** BEGIN **
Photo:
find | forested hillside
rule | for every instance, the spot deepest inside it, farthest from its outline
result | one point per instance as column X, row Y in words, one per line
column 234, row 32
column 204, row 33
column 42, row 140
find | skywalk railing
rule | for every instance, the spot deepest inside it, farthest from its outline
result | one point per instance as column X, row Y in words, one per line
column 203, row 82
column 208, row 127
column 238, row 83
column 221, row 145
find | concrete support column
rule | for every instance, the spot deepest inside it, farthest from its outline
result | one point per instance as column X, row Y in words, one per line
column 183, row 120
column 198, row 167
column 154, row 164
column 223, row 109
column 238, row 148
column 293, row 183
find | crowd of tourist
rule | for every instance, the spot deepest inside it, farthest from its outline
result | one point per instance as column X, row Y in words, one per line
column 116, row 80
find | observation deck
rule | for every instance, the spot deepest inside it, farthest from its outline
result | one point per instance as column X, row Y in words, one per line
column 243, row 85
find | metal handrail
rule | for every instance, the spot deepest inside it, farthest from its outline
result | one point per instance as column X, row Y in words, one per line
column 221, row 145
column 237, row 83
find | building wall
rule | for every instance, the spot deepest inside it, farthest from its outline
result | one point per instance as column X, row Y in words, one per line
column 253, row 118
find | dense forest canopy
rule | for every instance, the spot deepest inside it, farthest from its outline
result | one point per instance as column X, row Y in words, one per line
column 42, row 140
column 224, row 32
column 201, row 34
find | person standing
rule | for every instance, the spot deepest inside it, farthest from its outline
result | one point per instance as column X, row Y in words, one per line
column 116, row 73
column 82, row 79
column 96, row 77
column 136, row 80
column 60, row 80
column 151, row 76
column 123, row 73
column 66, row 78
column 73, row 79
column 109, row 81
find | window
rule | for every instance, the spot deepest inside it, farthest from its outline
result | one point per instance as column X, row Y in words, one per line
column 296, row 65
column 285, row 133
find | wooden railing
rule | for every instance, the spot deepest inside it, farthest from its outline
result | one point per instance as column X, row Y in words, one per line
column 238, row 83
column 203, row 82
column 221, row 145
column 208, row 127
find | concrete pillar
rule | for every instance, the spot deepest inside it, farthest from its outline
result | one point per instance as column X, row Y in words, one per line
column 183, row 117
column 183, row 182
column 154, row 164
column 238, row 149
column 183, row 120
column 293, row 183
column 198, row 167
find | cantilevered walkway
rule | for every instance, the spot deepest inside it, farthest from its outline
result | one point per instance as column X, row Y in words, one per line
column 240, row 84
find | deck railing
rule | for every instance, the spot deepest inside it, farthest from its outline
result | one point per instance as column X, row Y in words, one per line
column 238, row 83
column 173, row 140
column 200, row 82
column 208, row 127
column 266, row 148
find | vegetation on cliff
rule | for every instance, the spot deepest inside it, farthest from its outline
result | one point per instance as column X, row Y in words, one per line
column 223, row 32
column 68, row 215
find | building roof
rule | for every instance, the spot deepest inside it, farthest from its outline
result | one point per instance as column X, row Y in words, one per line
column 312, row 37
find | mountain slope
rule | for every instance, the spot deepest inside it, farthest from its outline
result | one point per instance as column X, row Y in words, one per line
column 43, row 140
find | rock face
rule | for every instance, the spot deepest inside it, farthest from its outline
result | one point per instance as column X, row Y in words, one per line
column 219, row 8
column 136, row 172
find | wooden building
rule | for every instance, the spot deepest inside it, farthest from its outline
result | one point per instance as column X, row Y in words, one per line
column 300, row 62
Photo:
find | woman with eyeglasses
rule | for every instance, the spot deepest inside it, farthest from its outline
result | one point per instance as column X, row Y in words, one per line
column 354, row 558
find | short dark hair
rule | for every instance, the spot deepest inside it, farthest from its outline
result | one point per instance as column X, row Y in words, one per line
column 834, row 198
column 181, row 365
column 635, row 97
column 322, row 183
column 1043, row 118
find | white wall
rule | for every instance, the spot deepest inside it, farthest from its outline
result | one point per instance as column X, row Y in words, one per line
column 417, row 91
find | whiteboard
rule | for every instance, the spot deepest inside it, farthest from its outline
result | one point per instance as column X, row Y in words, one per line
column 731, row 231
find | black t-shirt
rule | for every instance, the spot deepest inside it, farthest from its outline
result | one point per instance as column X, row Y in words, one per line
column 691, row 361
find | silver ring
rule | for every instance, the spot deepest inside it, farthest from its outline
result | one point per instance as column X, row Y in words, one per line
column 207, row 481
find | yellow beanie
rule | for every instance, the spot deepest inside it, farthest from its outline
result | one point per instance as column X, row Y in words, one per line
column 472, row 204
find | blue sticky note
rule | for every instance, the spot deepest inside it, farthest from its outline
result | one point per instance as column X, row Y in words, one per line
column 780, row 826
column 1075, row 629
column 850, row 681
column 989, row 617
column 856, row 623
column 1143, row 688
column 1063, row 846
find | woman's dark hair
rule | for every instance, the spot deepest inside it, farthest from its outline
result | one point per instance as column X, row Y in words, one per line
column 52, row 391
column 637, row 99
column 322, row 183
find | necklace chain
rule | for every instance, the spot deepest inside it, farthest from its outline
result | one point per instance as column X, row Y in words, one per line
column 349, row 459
** END **
WRITTEN REQUEST:
Output every line of the records above as one numbered list, leaving out any blank lines.

REPLY:
1. Photo:
2. find | forested hillside
3. rule | for every instance, the spot deepest inside it, farthest from its outline
4. result | one point per instance as column X, row Y in words, one per line
5. column 234, row 32
6. column 204, row 33
7. column 42, row 140
8. find | skywalk railing
9. rule | for every instance, the spot deepest inside it, farthest from its outline
10. result | one point per instance as column X, row Y in words, one per line
11. column 203, row 82
12. column 208, row 127
13. column 238, row 83
14. column 221, row 145
15. find | concrete support column
16. rule | for every instance, the spot deepest inside it, farthest from its outline
17. result | one point per instance as column X, row Y in words, one per line
18. column 183, row 120
19. column 198, row 167
20. column 154, row 164
21. column 223, row 109
22. column 238, row 148
23. column 293, row 183
24. find | crowd of tourist
25. rule | for every instance, the spot deepest inside it, farthest from its outline
26. result | one point per instance as column X, row Y in words, one per line
27. column 116, row 80
28. find | observation deck
29. rule | for every instance, the spot deepest inside it, farthest from its outline
30. result | one point per instance as column X, row Y in words, one per line
31. column 243, row 85
32. find | metal handrail
33. rule | for every instance, the spot deepest inside it, farthest from its outline
34. result | one point per instance as column X, row Y in words, one per line
35. column 221, row 145
36. column 237, row 83
37. find | building wall
38. rule | for every instance, the spot deepest inside it, farthest from its outline
39. result | one point per instance as column X, row Y in words, one per line
40. column 253, row 118
41. find | dense forest canopy
42. rule | for every instance, the spot deepest inside it, farthest from its outline
43. result | one point per instance as column X, row Y in words, one per line
44. column 42, row 140
45. column 224, row 32
46. column 201, row 34
47. find | person standing
48. rule | for every instance, the spot deepest inside it, farthest from its outline
49. result | one point per instance as column X, row Y in words, one per line
50. column 116, row 73
51. column 82, row 79
52. column 96, row 77
53. column 136, row 80
54. column 60, row 80
55. column 151, row 76
56. column 123, row 73
57. column 66, row 78
58. column 73, row 79
59. column 109, row 81
60. find | window
61. rule | for every instance, the spot deepest inside it, farthest from its outline
62. result | one point per instance as column X, row Y in words, one per line
63. column 296, row 65
64. column 285, row 133
65. find | wooden railing
66. rule | for every instance, the spot deepest inside it, farthest from its outline
67. result | one point per instance as column X, row Y in words, one per line
68. column 238, row 83
69. column 203, row 82
70. column 221, row 145
71. column 208, row 127
72. find | concrete pillar
73. rule | for every instance, the spot deepest inside it, farthest from its outline
74. result | one point per instance as column X, row Y in words, one per line
75. column 183, row 117
76. column 183, row 182
77. column 154, row 164
78. column 238, row 149
79. column 183, row 120
80. column 293, row 183
81. column 198, row 167
82. find | cantilevered walkway
83. rule | for every instance, the spot deepest inside it, farthest from its outline
84. result | one point per instance as column X, row Y in words, one per line
85. column 240, row 84
86. find | deck railing
87. rule | for every instance, the spot deepest inside it, farthest from its outline
88. result | one point per instance as column X, row Y in words, one per line
89. column 238, row 83
90. column 173, row 140
91. column 200, row 82
92. column 208, row 127
93. column 266, row 148
94. find | vegetation on cliff
95. rule | for every instance, the spot deepest inside it, farthest from its outline
96. result | one point per instance as column X, row Y in words, one per line
97. column 223, row 32
98. column 68, row 215
99. find | building roof
100. rule | for every instance, the spot deepest inside it, farthest from its outline
101. result | one point per instance as column X, row Y in words, one per line
102. column 312, row 37
103. find | mountain slope
104. rule | for every instance, the spot deepest inside it, farthest from its outline
105. result | one point per instance as column X, row Y in words, one per line
106. column 43, row 140
107. find | rock face
108. rule | for every instance, the spot deepest inside it, farthest from its outline
109. result | one point per instance as column X, row Y in words, one per line
110. column 219, row 8
111. column 136, row 172
112. find | wooden building
113. rule | for every instance, the spot deepest inside it, farthest from its outline
114. result | one point per instance as column X, row Y in words, one per line
115. column 300, row 62
116. Photo:
117. find | woman with eyeglasses
118. rule | for every instance, the spot deepest inside it, farthest from its outline
119. result | one point per instance as column X, row Y in words, one per line
120. column 354, row 558
121. find | short dark hair
122. rule | for every instance, the spot deepest inside it, farthest from its outline
123. result | one point per instance as column X, row Y in words, one per line
124. column 834, row 198
125. column 181, row 365
126. column 635, row 97
127. column 322, row 183
128. column 1043, row 118
129. find | white wall
130. rule | for every instance, the spot deepest inside it, farthest from its outline
131. result | one point per instance as column X, row Y in words, one per line
132. column 417, row 91
133. find | whiteboard
134. rule | for every instance, the spot deepest inside it, farthest from its outline
135. result | one point per instance as column X, row Y in words, one per line
136. column 731, row 231
137. find | black t-shirt
138. rule | for every instance, the spot deepest inside it, farthest from its outline
139. result | one point per instance as column X, row Y in words, one per line
140. column 691, row 361
141. find | silver ring
142. rule | for every instance, the spot deepest inside it, farthest from its outline
143. result | one point per instance as column X, row Y in words, one per line
144. column 207, row 481
145. find | yellow beanie
146. rule | for every instance, the spot deepest inside it, farthest from its outline
147. result | one point per instance as column X, row Y in words, one per line
148. column 472, row 204
149. find | blue sticky note
150. rule | for every instance, the spot deepest inside it, farthest from its outline
151. result | one point per instance as column X, row Y in words, one per line
152. column 780, row 826
153. column 1075, row 629
154. column 850, row 681
155. column 989, row 617
156. column 856, row 623
157. column 1143, row 688
158. column 1063, row 846
159. find | woman's dark hair
160. rule | for every instance, the spot deepest inside it, farthest from its outline
161. result | one point per instance as column X, row Y in words, one per line
162. column 52, row 391
163. column 637, row 99
164. column 322, row 183
165. find | necklace chain
166. rule | for every instance, the spot deepest inside it, farthest from its outline
167. result | one point per instance as column X, row Y in words, one per line
168. column 349, row 459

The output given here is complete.